→ TASK PROMPT
Copy the material word for word, beginning at its first line and stopping after the line that contains "pixel 285 34". Omit the pictures from your copy.
---------- SUPPLIED RECORDS ----------
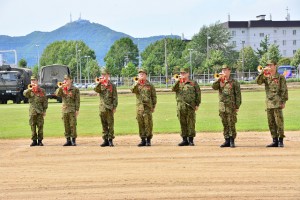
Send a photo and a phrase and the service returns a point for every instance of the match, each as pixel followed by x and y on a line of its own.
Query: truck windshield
pixel 9 76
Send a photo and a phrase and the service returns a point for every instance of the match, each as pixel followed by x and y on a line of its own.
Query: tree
pixel 120 53
pixel 273 53
pixel 284 61
pixel 64 53
pixel 215 37
pixel 264 44
pixel 154 55
pixel 250 60
pixel 296 59
pixel 22 63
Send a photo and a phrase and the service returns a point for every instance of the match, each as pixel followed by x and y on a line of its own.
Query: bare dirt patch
pixel 163 171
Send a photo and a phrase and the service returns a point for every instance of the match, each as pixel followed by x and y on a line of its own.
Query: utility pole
pixel 166 65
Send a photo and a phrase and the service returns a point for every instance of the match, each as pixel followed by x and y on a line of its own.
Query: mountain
pixel 96 36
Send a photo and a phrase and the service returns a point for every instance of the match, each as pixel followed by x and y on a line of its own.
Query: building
pixel 285 34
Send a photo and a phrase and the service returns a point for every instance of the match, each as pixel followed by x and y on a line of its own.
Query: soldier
pixel 108 104
pixel 145 105
pixel 37 110
pixel 230 100
pixel 70 108
pixel 188 97
pixel 276 97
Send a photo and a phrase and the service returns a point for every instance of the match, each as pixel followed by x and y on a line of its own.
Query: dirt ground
pixel 163 171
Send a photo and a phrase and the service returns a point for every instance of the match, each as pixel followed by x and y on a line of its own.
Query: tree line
pixel 208 50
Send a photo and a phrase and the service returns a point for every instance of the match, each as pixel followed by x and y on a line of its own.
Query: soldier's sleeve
pixel 98 88
pixel 198 94
pixel 115 97
pixel 77 100
pixel 59 92
pixel 216 85
pixel 260 79
pixel 175 87
pixel 283 90
pixel 27 93
pixel 153 95
pixel 238 95
pixel 134 88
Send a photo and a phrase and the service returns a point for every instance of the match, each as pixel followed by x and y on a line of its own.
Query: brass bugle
pixel 135 79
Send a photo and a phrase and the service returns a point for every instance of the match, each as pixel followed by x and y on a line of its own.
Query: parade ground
pixel 163 171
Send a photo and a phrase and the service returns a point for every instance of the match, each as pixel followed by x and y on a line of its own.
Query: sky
pixel 137 18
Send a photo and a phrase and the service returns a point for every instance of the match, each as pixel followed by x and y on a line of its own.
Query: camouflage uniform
pixel 38 106
pixel 230 99
pixel 276 95
pixel 188 96
pixel 70 105
pixel 108 103
pixel 145 104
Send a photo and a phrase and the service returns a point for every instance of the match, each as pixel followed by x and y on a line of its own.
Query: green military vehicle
pixel 49 77
pixel 13 81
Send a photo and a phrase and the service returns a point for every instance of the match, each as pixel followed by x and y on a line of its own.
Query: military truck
pixel 13 81
pixel 49 76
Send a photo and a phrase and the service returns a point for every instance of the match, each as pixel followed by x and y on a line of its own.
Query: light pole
pixel 88 68
pixel 191 68
pixel 79 65
pixel 38 59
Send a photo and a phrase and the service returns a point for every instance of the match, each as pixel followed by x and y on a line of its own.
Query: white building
pixel 286 34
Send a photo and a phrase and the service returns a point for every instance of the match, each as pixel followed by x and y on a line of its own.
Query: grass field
pixel 251 117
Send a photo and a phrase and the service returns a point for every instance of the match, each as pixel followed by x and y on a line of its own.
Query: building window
pixel 284 52
pixel 283 42
pixel 283 32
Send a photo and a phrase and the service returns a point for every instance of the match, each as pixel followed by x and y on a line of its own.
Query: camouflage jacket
pixel 188 93
pixel 145 95
pixel 108 96
pixel 276 89
pixel 38 101
pixel 70 98
pixel 229 95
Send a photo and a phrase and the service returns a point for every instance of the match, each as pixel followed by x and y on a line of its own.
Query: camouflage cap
pixel 271 61
pixel 33 78
pixel 105 71
pixel 226 67
pixel 142 71
pixel 68 77
pixel 184 70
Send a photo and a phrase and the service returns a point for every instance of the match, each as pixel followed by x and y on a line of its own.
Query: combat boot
pixel 226 143
pixel 68 142
pixel 143 143
pixel 232 144
pixel 148 142
pixel 274 143
pixel 280 142
pixel 34 143
pixel 73 142
pixel 110 143
pixel 191 141
pixel 184 142
pixel 40 143
pixel 105 143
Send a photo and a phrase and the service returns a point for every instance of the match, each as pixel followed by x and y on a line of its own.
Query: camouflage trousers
pixel 276 122
pixel 187 118
pixel 229 120
pixel 145 122
pixel 37 121
pixel 70 123
pixel 107 121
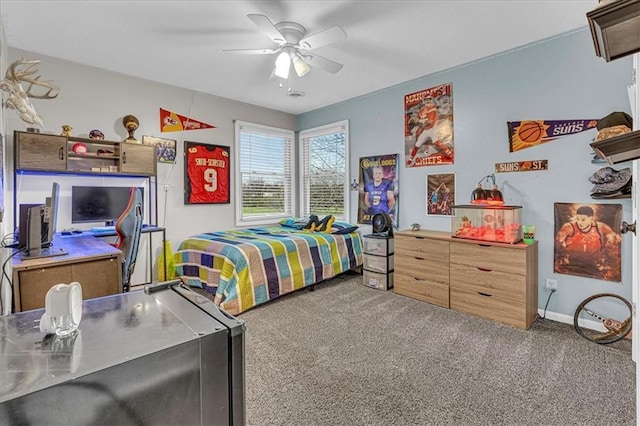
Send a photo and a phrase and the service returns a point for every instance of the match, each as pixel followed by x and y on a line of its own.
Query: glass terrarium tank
pixel 502 224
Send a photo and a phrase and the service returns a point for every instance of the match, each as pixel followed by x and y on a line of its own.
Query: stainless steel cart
pixel 165 355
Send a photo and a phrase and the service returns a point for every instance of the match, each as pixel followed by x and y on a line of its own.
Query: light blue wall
pixel 555 79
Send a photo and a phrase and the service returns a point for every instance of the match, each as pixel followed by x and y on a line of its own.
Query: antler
pixel 26 74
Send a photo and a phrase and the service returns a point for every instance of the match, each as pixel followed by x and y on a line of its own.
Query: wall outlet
pixel 551 285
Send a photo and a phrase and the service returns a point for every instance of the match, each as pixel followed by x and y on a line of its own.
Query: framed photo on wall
pixel 165 148
pixel 441 194
pixel 206 173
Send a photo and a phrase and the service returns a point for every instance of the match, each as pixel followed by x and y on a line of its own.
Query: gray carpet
pixel 346 354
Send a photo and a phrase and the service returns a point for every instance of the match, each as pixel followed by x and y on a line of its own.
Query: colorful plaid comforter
pixel 249 267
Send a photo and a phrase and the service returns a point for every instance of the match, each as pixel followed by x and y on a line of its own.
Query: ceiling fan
pixel 294 46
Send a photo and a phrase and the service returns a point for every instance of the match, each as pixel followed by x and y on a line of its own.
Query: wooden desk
pixel 90 261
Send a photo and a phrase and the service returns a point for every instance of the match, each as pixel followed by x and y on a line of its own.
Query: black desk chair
pixel 128 228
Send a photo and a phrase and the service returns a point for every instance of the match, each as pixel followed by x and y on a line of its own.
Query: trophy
pixel 131 123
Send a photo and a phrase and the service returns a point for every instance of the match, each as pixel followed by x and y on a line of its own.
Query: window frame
pixel 267 219
pixel 330 128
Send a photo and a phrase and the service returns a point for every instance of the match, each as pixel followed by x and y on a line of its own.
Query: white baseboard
pixel 553 316
pixel 568 319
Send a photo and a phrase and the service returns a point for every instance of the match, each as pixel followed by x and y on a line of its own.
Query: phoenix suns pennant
pixel 528 133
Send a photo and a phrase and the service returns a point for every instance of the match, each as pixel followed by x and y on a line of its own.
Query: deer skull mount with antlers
pixel 18 97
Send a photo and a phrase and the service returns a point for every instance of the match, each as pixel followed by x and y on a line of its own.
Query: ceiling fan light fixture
pixel 283 63
pixel 301 67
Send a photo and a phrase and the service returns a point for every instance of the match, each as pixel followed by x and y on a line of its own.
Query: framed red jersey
pixel 206 173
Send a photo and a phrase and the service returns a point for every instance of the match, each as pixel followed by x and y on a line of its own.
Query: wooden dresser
pixel 422 266
pixel 492 280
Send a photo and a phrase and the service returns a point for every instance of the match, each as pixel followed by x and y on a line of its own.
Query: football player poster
pixel 206 173
pixel 441 194
pixel 378 188
pixel 428 127
pixel 587 240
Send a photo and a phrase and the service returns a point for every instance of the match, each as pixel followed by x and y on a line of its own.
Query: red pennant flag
pixel 172 122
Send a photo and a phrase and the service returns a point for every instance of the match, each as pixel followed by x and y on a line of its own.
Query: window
pixel 324 181
pixel 264 174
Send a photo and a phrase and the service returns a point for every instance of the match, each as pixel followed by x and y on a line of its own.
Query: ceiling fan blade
pixel 323 63
pixel 267 27
pixel 323 38
pixel 251 51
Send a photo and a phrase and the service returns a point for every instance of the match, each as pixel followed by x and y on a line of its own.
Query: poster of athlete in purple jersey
pixel 378 188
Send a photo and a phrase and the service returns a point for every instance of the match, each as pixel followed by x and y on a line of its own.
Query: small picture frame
pixel 441 194
pixel 165 148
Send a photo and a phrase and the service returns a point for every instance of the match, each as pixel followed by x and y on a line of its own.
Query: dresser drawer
pixel 380 246
pixel 376 280
pixel 423 248
pixel 490 257
pixel 491 307
pixel 494 283
pixel 381 264
pixel 427 270
pixel 421 289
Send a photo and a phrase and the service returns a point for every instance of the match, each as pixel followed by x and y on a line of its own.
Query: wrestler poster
pixel 587 240
pixel 378 188
pixel 428 127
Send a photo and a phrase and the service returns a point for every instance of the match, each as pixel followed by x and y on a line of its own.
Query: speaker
pixel 382 224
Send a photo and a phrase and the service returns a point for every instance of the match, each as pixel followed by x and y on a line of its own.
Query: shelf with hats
pixel 56 153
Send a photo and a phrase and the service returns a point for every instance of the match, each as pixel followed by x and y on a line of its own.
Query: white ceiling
pixel 180 42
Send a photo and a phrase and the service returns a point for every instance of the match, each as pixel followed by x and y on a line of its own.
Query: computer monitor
pixel 41 220
pixel 98 203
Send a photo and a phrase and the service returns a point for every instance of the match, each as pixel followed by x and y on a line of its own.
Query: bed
pixel 246 268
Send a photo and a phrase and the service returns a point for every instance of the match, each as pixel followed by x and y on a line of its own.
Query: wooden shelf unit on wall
pixel 54 153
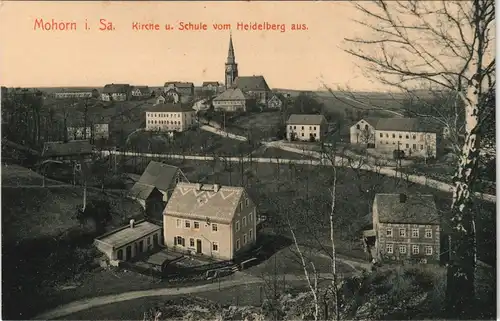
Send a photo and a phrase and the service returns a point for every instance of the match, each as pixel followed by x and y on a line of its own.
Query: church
pixel 254 87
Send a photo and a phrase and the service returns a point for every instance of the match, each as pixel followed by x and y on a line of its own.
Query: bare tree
pixel 442 46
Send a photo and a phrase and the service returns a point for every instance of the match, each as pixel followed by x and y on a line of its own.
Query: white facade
pixel 362 133
pixel 114 96
pixel 170 121
pixel 86 94
pixel 304 132
pixel 412 143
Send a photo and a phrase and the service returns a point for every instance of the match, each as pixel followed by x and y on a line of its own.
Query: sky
pixel 304 59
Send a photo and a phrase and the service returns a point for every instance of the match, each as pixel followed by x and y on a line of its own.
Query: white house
pixel 411 136
pixel 306 127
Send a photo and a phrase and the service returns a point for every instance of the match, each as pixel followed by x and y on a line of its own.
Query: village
pixel 185 185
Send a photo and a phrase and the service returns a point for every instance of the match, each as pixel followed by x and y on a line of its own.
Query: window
pixel 179 241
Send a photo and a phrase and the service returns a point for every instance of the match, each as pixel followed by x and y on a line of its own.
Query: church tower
pixel 231 65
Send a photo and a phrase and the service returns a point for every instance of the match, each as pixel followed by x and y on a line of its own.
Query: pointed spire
pixel 230 53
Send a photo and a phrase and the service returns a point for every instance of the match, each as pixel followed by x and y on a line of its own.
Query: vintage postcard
pixel 248 160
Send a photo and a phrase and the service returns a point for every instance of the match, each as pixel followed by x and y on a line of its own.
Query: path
pixel 84 304
pixel 339 162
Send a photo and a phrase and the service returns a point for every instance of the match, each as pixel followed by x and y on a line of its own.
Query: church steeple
pixel 231 59
pixel 231 70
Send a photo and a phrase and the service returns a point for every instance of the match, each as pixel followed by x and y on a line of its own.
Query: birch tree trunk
pixel 463 251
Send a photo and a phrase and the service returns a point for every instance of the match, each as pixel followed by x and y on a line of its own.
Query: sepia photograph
pixel 248 160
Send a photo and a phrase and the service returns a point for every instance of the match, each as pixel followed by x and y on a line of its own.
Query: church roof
pixel 252 83
pixel 231 94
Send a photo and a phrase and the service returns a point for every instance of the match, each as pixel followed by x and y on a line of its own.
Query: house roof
pixel 188 201
pixel 403 124
pixel 306 119
pixel 213 83
pixel 170 108
pixel 75 147
pixel 416 209
pixel 252 83
pixel 159 175
pixel 231 94
pixel 116 88
pixel 126 234
pixel 179 84
pixel 141 191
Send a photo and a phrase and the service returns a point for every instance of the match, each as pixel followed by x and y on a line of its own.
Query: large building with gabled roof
pixel 306 127
pixel 413 137
pixel 210 220
pixel 233 100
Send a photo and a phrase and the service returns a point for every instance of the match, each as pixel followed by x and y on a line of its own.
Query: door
pixel 120 254
pixel 198 246
pixel 128 253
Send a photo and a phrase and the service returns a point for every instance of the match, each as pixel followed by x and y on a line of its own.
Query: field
pixel 191 142
pixel 301 192
pixel 257 126
pixel 43 243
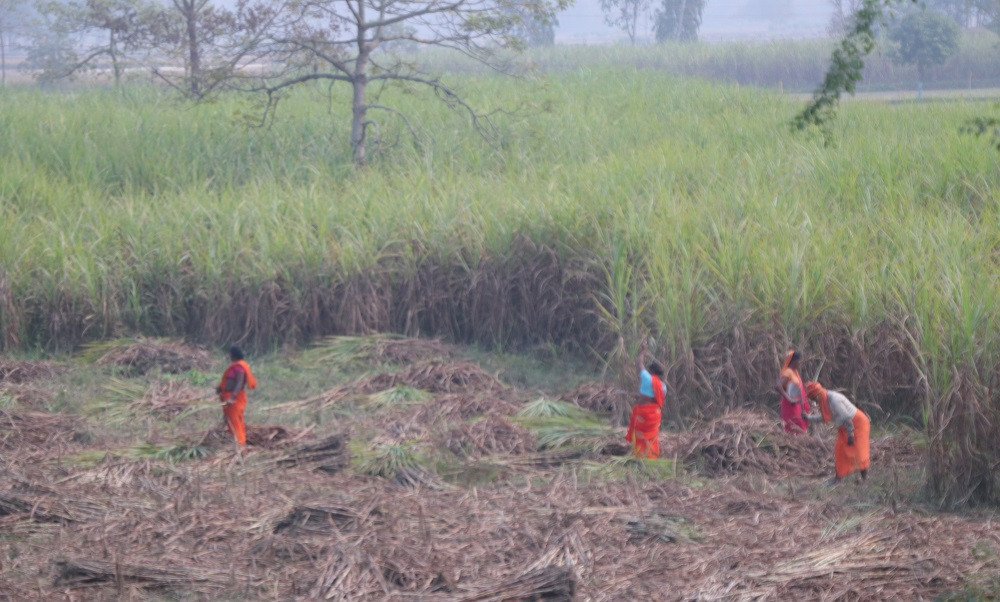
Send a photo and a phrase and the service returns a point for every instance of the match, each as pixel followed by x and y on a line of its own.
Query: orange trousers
pixel 852 458
pixel 234 418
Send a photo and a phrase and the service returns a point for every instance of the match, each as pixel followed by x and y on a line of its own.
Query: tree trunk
pixel 359 81
pixel 194 52
pixel 358 120
pixel 633 28
pixel 680 21
pixel 113 52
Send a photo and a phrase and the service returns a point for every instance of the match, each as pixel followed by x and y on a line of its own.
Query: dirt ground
pixel 425 480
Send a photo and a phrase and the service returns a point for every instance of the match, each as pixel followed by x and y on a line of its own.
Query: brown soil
pixel 290 520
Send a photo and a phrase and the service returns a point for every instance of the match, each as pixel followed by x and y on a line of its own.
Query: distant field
pixel 616 203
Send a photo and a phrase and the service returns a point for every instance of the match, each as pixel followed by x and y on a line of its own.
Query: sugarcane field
pixel 380 467
pixel 499 300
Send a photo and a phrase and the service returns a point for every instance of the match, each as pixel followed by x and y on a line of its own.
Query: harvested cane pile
pixel 597 397
pixel 491 435
pixel 170 397
pixel 295 519
pixel 18 372
pixel 436 377
pixel 24 431
pixel 409 351
pixel 139 356
pixel 746 441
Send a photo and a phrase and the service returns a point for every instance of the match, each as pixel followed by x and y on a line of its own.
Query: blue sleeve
pixel 646 383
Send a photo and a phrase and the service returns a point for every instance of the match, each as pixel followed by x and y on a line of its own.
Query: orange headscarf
pixel 251 382
pixel 788 375
pixel 814 390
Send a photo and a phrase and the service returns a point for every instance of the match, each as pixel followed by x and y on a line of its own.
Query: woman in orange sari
pixel 644 424
pixel 851 452
pixel 232 393
pixel 794 402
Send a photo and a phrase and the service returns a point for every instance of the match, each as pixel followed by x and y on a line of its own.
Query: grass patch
pixel 549 408
pixel 629 467
pixel 400 396
pixel 562 431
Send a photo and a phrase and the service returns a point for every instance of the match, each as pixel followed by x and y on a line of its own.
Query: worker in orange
pixel 851 452
pixel 794 403
pixel 232 393
pixel 644 424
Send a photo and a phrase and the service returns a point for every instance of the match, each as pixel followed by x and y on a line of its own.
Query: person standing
pixel 794 402
pixel 232 393
pixel 644 424
pixel 851 452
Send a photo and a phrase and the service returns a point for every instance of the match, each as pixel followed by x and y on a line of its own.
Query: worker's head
pixel 793 362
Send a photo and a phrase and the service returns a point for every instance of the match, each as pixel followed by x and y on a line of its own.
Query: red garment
pixel 233 411
pixel 857 457
pixel 644 424
pixel 846 458
pixel 791 412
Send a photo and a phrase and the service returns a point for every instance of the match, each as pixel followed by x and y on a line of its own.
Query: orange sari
pixel 791 413
pixel 644 424
pixel 846 458
pixel 233 411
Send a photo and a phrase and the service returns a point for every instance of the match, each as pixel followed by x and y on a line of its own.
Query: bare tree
pixel 10 16
pixel 841 16
pixel 213 42
pixel 625 15
pixel 352 42
pixel 111 29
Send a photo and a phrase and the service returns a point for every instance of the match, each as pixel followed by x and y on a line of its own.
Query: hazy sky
pixel 722 20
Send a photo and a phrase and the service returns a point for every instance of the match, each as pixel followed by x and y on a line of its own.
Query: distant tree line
pixel 266 47
pixel 673 20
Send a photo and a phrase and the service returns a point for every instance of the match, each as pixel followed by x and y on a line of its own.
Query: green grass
pixel 686 210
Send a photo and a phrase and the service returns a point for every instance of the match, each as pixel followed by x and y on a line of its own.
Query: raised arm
pixel 642 357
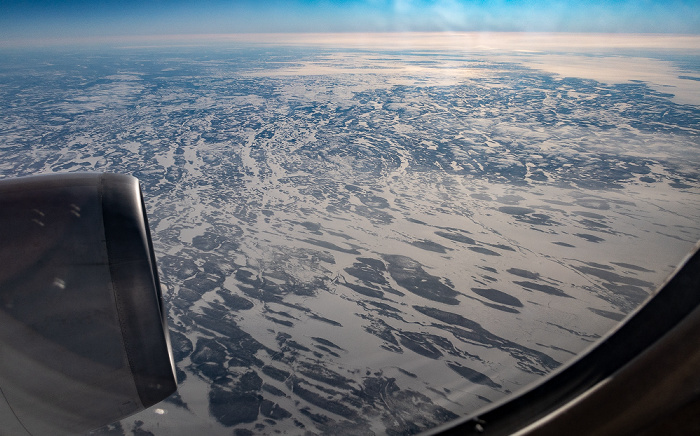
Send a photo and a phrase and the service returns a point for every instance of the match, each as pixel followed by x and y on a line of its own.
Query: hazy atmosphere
pixel 371 217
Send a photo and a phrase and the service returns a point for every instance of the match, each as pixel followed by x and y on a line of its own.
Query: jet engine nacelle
pixel 83 333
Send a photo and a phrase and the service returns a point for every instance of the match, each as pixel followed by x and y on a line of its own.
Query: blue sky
pixel 80 18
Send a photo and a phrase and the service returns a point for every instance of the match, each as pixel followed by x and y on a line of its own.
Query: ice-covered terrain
pixel 372 240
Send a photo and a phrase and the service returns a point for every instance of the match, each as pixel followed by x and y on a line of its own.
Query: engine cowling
pixel 83 332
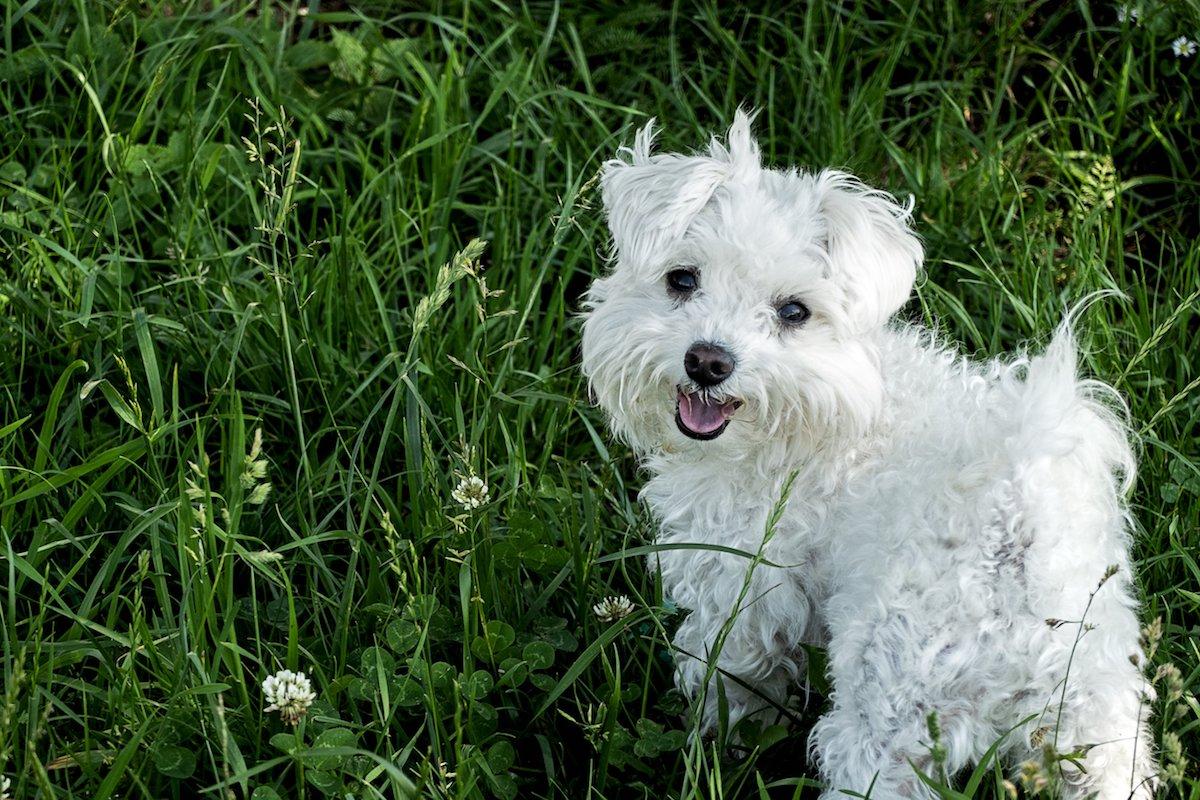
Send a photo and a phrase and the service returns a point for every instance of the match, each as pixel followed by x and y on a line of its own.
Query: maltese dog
pixel 952 533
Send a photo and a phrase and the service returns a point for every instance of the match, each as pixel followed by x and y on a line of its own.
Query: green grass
pixel 220 218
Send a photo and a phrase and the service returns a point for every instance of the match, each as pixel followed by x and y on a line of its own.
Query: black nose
pixel 707 364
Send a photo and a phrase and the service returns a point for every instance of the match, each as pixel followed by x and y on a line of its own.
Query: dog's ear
pixel 873 251
pixel 651 199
----------
→ ANSWER
Send a photo and a phrase and the service returns a point for every instance of the match, each as pixel followed by x and y on a line of its own.
Query: truck windshield
pixel 9 76
Send a photo and a phrase and the service returns a point for every instance of the match, each as pixel followed by x and y on a line of its own.
Query: tree
pixel 120 53
pixel 273 53
pixel 284 61
pixel 64 53
pixel 215 37
pixel 264 44
pixel 154 55
pixel 250 60
pixel 296 59
pixel 22 63
Send a photo and a phrase and the service returns a point for every instance of the match, each as pixel followed by x and y on a line of its own.
Query: bare dirt patch
pixel 163 171
Send a photo and a phrase and the service returns a point for every instance of the match, each as pixel followed by x and y on a line of its own.
Query: utility pole
pixel 166 65
Send a photo and a phrase and the service returns a point for every instance of the match, each as pixel followed by x and y on a line of its own.
Query: mountain
pixel 96 36
Send a photo and a phrase and the service returns a point for every instance of the match, each as pixel followed by x and y on a line of its own.
Query: building
pixel 285 34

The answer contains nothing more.